### Données fournies
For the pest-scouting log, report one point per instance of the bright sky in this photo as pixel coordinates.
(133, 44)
######
### Données fournies
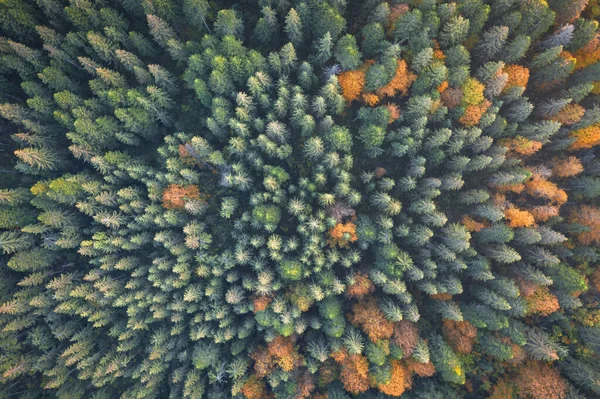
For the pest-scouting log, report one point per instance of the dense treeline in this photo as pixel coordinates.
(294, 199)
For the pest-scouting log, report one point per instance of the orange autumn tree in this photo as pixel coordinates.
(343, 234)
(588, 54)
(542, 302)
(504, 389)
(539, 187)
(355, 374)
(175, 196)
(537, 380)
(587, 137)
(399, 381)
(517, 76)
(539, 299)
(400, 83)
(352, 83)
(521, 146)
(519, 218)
######
### Données fournies
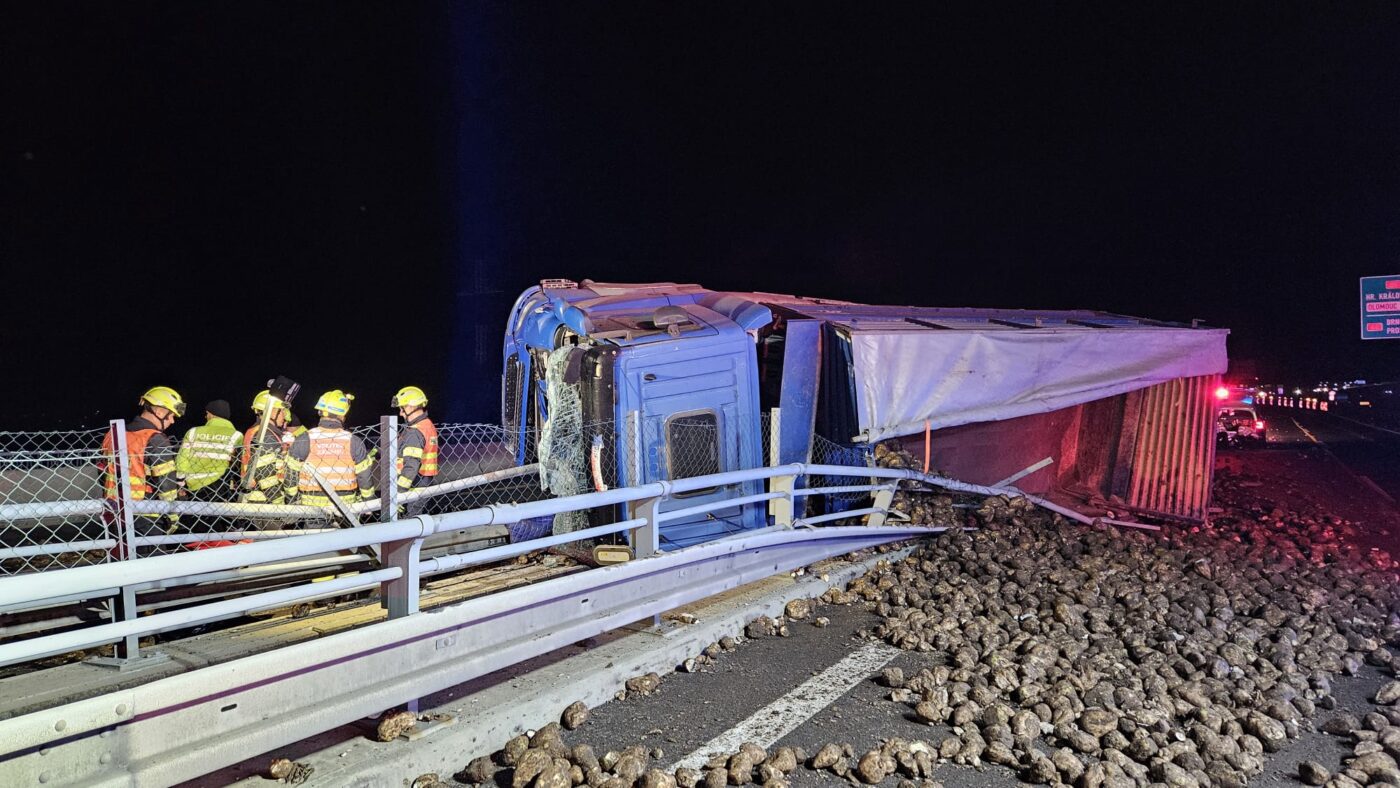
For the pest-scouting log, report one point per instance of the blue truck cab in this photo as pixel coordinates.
######
# Travail à faire
Repérez, parmi les lignes ci-dessus, toutes celles qui contiennent le mot "dense", puis recopiez-les.

# Réponse complète
For the pest-scouting log, report one point per instance of the dense treeline in this photo as pixel coordinates.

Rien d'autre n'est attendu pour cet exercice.